►
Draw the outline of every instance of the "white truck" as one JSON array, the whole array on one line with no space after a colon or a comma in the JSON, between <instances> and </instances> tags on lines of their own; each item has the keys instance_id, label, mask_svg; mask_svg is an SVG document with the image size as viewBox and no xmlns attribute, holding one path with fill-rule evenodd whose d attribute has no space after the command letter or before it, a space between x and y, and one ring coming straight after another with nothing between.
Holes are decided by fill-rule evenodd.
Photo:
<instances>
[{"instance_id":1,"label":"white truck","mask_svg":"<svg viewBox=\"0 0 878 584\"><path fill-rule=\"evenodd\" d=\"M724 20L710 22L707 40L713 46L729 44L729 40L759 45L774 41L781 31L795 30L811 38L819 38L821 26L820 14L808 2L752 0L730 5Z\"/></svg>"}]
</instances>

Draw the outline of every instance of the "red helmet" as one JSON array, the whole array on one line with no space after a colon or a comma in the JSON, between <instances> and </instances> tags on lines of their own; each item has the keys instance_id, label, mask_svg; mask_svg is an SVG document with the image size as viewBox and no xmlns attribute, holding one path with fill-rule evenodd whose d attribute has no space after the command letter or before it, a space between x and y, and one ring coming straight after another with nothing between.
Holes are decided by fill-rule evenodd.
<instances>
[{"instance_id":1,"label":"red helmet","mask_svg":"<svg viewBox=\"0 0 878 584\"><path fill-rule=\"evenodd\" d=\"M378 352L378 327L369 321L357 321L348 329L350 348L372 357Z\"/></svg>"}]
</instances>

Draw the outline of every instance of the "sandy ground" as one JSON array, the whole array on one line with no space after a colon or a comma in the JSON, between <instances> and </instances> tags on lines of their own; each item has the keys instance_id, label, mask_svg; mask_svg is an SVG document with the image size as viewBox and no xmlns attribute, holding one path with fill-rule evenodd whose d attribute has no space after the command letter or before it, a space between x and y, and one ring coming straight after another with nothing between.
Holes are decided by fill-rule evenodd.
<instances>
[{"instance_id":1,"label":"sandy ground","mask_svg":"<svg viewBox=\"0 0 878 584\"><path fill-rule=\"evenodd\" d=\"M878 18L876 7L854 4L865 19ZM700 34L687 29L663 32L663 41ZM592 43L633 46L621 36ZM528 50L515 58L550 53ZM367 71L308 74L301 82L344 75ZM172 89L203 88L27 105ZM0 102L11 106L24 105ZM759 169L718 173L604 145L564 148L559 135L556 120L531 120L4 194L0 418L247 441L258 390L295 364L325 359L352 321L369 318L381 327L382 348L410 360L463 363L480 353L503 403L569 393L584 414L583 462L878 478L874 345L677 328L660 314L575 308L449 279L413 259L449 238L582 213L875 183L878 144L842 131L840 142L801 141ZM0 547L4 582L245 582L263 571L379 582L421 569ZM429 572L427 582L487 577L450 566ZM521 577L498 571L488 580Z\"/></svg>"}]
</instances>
◄
DIRECTION: List every line of the data above that contains the word "truck".

CORRECT OUTPUT:
Draw the outline of every instance of the "white truck" as one JSON array, the whole array on one line with no space after a colon or a comma in the JSON, between <instances> and </instances> tags on lines of their own; each item has the keys instance_id, label, mask_svg; mask_svg is an SVG document with the image size as viewBox and no xmlns attribute, holding one path with fill-rule evenodd whose d attribute has no space after the command letter or before it, a space between x and y, and one ring coming straight after another with nothing between.
[{"instance_id":1,"label":"white truck","mask_svg":"<svg viewBox=\"0 0 878 584\"><path fill-rule=\"evenodd\" d=\"M724 20L710 22L707 40L713 46L729 44L729 40L759 45L774 41L781 31L795 30L811 38L819 38L821 26L820 14L808 2L752 0L730 5Z\"/></svg>"}]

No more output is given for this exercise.